The world's second-largest economy was under strain due to weak global and domestic demand, manufacturing disruptions brought on by Covid, and a downturn in real estate prices at home. Photo: Reuters
Russian companies have been moving to boost business ties with China after Western nations imposted sanctions on Moscow for its invasion of Ukraine.
One of the latest to do this was online retailer Ozon Holdings, which said on Monday it was opening an office in Shenzhen in China to boost cross-border sales to Russian shoppers on its platform.
It follows a similar move into Turkey earlier this year by the e-commerce outfit, and comes at time when the Russian economy is trying to pivot away from Western markets and forge new supply chains with countries like China, Turkey and Iran.
Ozon said in a statement it already had 10,000 Chinese sellers offering goods to Russian customers on its marketplace, with China accounting for 95% of sales through its cross-border sales unit, Ozon Global.

--- --- ---

[USING THE INFORMATION]:
**a)** In the news excerpt on Russian business ties with China, which city is Ozon opening an office in?
**b)** Extend the news excerpt on Russian business ties with China by writing the paragraphs that would come next.
The items that come after this are not needed for any of the work here.

--- --- ---

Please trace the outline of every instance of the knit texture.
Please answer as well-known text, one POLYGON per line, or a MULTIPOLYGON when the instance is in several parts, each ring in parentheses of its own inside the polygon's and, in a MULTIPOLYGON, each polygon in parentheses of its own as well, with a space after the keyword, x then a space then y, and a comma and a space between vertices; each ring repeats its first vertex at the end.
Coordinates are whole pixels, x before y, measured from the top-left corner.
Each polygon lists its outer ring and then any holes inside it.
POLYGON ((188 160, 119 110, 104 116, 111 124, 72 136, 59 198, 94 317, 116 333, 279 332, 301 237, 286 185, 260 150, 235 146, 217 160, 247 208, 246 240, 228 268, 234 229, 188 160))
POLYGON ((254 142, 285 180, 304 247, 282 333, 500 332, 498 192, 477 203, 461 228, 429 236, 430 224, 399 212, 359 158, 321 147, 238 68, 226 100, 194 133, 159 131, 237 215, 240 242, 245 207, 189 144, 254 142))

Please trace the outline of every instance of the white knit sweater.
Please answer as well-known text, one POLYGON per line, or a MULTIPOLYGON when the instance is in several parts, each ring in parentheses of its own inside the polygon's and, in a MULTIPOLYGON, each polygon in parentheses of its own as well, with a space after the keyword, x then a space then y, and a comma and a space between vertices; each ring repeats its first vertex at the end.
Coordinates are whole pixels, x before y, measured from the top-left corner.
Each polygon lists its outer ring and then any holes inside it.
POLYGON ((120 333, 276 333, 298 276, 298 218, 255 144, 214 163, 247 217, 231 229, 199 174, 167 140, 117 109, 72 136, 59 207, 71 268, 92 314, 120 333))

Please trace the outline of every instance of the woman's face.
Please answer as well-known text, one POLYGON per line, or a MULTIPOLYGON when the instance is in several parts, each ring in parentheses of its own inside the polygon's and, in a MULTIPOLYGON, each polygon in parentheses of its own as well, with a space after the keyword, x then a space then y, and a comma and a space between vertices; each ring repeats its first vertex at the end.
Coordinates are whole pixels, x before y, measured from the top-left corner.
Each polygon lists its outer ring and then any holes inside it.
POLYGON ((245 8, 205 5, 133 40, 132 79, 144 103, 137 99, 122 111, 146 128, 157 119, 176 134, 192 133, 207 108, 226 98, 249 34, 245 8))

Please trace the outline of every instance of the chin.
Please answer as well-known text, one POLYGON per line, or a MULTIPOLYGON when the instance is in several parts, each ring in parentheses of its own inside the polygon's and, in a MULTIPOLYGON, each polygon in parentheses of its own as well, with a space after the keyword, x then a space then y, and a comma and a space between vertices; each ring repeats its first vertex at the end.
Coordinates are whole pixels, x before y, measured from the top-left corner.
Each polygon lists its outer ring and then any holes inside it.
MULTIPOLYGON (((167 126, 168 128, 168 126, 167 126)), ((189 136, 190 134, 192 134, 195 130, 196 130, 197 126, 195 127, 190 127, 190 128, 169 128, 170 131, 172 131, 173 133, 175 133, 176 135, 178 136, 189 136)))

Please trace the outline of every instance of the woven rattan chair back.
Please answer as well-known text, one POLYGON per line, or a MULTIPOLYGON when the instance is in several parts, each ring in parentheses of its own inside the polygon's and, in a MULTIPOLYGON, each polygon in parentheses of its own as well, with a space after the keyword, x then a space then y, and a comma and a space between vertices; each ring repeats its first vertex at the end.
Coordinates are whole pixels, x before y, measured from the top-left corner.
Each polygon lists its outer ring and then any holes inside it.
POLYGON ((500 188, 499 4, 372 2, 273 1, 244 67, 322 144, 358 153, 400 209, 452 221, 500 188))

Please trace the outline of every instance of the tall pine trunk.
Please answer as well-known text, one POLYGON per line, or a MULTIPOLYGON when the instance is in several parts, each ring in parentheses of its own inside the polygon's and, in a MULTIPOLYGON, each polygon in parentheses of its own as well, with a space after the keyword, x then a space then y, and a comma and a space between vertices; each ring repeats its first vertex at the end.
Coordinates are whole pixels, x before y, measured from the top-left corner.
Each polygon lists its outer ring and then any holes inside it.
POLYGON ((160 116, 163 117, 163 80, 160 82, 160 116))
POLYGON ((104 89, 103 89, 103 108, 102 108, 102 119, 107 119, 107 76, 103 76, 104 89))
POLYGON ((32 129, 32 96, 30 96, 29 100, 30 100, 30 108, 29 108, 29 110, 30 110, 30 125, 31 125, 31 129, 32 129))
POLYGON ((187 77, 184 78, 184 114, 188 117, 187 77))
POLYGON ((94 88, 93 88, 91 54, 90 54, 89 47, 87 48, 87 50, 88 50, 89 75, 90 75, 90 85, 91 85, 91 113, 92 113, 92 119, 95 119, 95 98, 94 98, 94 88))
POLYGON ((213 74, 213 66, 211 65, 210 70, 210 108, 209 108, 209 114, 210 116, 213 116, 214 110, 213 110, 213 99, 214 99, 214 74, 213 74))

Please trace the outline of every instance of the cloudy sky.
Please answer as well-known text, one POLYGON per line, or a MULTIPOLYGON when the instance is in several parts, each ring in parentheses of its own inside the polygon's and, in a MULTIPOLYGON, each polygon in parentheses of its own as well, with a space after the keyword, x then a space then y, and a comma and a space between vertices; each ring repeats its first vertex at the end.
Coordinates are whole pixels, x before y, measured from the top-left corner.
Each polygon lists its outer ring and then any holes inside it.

--- --- ---

[ANSWERS]:
**a)** Shenzhen, China.

**b)**
“Chinese products are in high demand in Russia,” Ozon said, adding that, “the most popular orders from China are usually electronics – smartphones, laptops and computer parts – as well as small appliances and clothing.”
It, however, did not specify when will the office be fully operational.
Many major Western consumer brands stopped sales in Russia after Moscow invaded Ukraine in February, and Chinese brands including Huawei and Xiaomi have gained ground in the Russian market this year.
Last week, Ozon reported a 48% jump in third-quarter total revenue to 61.5 billion roubles ($1.01 billion).